§ **Dataset content**:
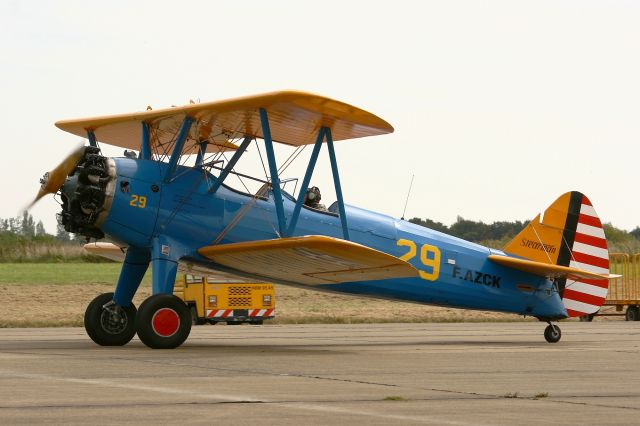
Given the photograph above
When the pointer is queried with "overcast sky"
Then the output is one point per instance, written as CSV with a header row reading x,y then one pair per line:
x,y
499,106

...

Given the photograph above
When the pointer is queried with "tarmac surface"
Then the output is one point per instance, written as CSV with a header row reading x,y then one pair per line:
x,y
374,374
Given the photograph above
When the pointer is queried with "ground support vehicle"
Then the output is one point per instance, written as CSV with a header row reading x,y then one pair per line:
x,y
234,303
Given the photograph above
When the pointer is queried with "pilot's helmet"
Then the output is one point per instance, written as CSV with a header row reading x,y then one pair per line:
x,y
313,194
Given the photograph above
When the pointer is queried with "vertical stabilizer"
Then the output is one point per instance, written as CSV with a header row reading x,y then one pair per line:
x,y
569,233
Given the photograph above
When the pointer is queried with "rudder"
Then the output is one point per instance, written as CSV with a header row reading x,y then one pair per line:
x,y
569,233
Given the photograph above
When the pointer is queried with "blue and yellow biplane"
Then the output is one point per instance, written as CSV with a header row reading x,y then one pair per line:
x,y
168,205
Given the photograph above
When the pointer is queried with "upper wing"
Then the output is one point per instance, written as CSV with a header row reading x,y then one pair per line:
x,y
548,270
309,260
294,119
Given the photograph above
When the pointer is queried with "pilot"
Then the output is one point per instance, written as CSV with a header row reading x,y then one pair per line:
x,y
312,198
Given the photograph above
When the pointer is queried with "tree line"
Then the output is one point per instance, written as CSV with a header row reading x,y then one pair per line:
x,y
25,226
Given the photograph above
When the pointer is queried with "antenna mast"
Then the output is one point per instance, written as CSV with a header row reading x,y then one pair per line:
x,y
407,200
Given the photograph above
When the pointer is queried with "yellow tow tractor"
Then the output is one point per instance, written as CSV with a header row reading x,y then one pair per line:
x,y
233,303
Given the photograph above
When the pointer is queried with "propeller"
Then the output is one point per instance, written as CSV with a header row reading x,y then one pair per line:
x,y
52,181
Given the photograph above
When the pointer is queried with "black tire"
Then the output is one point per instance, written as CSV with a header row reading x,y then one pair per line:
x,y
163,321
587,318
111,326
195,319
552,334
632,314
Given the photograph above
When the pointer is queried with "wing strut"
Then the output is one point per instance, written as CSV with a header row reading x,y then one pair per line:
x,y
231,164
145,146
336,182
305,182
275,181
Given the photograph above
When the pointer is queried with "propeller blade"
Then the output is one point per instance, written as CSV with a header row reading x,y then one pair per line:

---

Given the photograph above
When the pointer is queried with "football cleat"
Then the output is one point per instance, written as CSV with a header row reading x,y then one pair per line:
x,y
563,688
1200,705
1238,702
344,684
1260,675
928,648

§ **Exercise instructions**: Extract every line of the data above that contains the string "pilot", and copy each one in full. Case counts.

§ **Task answer**:
When the pointer is queried with "pilot's helmet"
When the pointer is queried with "pilot"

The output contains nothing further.